§ **SELECTED EXCERPT**
There are several ways the fiador knot is used with certain types of horse tack:

- The knot is used on, and shares its name with, the fiador of a hackamore. The fiador knot holds the four strands of the fiador together under the horse's jaw, while a doubled bottle sling—sometimes called a "hackamore knot" in this context—is used to attach the fiador to the heel knot of the bosal, or noseband, of the hackamore. A becket hitch is used to secure the fiador around the throatlatch of the horse. In North America, again according to Ashley, "...the method originated in the South American pampas and worked its way, via Mexico, to the Southwestern cow country, arriving there soon after the conclusion of the Spanish–American War."
- On knotted rope halters, the knot often is used under the jaw both as a decorative knot, and also to fashion the lower loop onto which a lead rope is attached. On a rope halter, the fiador knot is made from one continuous piece of rope, and is, along with a series of double overhand knots, one of two types of knots that comprise most rope halters.

§ **WORK TASK 1**
In the text on the fiador knot, what is a doubled bottle sling sometimes called when used on a hackamore?
§ **WORK TASK 2**
Translate this sentence from the fiador knot text into Spanish: "A becket hitch is used to secure the fiador around the throatlatch of the horse."
§ **WORK TASK 3**
Resume the text about the fiador knot and horse tack after its final sentence.

§ **Collection entries**
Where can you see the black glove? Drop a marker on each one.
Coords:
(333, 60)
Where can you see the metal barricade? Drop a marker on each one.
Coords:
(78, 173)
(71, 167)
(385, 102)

§ **OUTPUT 1**
A "hackamore knot."

§ **OUTPUT 2**
Se usa un nudo de escota para asegurar el fiador alrededor de la ahogadera del caballo.

§ **OUTPUT 3**
- For one style of rope hobbles, a brass ring may be attached to the double loops on one side of the knot to join the hobble for the horse's other front foot. On the other side, a diamond knot terminates the two loose ends and the single loop is placed over this to encircle the horse's fetlock. A small rope slide (melted with a solder iron) on this single loop is pushed against the diamond knot to prevent the loop from slipping off the foot.